══ SOURCE MATERIAL

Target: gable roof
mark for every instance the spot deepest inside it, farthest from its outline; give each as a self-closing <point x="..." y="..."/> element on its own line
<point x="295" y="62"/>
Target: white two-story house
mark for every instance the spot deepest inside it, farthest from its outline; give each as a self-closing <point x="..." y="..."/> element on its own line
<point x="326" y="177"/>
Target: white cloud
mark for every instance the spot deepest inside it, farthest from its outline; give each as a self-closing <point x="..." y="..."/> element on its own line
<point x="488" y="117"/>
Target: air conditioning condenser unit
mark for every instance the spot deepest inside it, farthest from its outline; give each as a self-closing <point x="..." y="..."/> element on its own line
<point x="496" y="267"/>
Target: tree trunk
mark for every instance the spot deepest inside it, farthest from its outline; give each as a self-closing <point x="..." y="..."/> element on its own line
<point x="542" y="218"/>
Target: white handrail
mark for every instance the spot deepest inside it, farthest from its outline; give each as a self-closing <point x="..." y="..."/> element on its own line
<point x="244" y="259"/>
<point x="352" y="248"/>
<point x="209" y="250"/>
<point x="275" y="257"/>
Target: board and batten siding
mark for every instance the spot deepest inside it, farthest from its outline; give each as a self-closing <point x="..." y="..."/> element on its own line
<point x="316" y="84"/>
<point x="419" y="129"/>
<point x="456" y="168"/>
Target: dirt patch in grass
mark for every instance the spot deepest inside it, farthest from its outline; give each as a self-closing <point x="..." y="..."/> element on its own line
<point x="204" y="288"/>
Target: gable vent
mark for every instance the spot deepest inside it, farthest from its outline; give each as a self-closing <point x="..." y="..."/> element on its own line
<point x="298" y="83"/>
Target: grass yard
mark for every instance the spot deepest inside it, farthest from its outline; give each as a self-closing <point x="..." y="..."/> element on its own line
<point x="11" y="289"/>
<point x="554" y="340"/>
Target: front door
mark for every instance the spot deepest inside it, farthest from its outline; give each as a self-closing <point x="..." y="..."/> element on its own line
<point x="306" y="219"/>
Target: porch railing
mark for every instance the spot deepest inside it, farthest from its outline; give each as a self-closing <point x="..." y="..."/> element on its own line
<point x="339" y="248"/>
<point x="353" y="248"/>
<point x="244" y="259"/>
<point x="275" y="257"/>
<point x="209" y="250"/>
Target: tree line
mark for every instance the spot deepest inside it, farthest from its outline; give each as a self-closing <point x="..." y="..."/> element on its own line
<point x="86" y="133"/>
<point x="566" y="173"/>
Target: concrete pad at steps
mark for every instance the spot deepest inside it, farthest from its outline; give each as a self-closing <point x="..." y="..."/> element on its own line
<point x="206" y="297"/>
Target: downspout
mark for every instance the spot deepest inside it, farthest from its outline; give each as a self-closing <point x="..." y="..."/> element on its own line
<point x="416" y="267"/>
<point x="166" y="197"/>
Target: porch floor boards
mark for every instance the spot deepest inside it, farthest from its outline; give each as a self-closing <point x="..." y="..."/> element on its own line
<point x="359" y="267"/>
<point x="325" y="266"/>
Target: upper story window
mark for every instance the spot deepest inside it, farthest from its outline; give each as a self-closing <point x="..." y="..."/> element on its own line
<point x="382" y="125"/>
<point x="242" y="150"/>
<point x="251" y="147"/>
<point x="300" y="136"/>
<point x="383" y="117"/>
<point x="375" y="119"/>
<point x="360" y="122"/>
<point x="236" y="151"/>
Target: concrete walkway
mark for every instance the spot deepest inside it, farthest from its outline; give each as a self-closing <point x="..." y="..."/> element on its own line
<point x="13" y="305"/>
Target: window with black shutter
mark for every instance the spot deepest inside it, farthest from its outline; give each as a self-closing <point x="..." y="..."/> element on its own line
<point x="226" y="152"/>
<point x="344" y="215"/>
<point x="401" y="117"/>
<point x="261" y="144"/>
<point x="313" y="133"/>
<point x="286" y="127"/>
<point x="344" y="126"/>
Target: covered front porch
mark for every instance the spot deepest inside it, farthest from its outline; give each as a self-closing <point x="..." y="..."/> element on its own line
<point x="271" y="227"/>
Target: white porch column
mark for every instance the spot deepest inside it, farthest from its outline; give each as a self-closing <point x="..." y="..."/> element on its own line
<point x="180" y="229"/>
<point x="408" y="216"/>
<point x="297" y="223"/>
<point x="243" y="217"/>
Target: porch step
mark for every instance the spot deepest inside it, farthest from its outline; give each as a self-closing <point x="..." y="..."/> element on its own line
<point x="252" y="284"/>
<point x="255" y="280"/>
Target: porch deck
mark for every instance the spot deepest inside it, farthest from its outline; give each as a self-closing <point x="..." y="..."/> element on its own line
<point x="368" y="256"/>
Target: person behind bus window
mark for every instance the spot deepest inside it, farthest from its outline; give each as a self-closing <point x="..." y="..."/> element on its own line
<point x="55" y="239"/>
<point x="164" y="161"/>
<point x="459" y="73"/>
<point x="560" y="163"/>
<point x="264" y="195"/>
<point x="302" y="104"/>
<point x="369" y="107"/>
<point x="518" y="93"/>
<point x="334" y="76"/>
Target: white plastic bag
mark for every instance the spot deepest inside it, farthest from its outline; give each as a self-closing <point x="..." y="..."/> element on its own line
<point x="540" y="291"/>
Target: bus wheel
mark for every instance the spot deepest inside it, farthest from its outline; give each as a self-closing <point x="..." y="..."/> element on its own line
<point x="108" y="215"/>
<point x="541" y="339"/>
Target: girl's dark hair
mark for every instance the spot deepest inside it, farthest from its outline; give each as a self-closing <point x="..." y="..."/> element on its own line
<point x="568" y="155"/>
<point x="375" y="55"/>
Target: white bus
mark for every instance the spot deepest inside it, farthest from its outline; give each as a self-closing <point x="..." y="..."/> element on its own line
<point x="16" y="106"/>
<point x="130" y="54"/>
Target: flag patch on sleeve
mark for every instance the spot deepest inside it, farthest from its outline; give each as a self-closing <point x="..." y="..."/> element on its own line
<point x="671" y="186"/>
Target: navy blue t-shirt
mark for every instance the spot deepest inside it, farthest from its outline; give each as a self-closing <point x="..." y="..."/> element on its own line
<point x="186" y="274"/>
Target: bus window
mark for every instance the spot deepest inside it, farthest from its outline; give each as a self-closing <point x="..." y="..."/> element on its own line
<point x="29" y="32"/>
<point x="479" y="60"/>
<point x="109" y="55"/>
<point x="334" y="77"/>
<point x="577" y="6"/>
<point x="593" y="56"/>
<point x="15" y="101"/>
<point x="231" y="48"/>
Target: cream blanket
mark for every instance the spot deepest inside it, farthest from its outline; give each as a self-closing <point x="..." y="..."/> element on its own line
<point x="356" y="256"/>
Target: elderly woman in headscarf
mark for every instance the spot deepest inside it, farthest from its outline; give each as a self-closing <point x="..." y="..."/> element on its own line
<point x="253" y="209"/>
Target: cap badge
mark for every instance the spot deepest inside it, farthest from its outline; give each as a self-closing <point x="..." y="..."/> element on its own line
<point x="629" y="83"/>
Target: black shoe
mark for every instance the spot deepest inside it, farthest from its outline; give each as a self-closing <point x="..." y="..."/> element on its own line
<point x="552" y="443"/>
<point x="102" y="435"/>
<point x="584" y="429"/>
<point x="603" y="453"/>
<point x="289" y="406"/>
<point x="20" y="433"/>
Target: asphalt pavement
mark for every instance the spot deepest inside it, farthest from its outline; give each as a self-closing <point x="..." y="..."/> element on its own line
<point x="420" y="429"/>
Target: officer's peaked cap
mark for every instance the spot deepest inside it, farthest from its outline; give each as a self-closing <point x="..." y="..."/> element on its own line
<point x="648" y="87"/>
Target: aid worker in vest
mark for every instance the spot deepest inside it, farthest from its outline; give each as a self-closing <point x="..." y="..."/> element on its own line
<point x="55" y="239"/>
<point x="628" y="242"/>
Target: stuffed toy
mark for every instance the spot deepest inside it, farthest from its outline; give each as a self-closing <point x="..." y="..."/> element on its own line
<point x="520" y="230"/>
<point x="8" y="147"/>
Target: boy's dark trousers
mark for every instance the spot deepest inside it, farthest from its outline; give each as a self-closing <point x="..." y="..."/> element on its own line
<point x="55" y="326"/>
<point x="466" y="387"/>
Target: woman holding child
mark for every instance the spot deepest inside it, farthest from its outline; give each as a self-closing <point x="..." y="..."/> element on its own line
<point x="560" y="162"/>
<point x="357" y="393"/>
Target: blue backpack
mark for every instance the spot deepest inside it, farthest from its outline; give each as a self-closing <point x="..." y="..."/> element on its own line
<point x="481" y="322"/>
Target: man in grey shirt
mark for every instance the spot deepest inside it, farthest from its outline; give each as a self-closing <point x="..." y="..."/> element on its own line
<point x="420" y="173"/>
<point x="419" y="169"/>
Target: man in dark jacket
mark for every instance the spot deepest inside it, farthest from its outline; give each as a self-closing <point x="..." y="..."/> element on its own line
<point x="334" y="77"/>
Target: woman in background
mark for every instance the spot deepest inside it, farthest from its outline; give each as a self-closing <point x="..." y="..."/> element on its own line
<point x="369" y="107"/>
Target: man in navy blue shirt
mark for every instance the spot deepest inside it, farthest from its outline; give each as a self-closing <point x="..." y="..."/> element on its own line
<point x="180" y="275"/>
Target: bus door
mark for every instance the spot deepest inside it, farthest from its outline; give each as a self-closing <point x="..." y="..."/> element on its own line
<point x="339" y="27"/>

════

## AIM OF THE EXERCISE:
What is needed is an exact copy of the lines above, from the one containing "Target: woman in background" through the one containing "Target: bus door", with nothing added.

## REPLY:
Target: woman in background
mark for every instance the spot deepest inside it, farthest from its outline; give each as a self-closing <point x="..." y="..."/> element on its own line
<point x="369" y="107"/>
Target: man in navy blue shirt
mark for every instance the spot deepest inside it, farthest from its outline; give each as a self-closing <point x="..." y="..."/> element on its own line
<point x="180" y="275"/>
Target: bus door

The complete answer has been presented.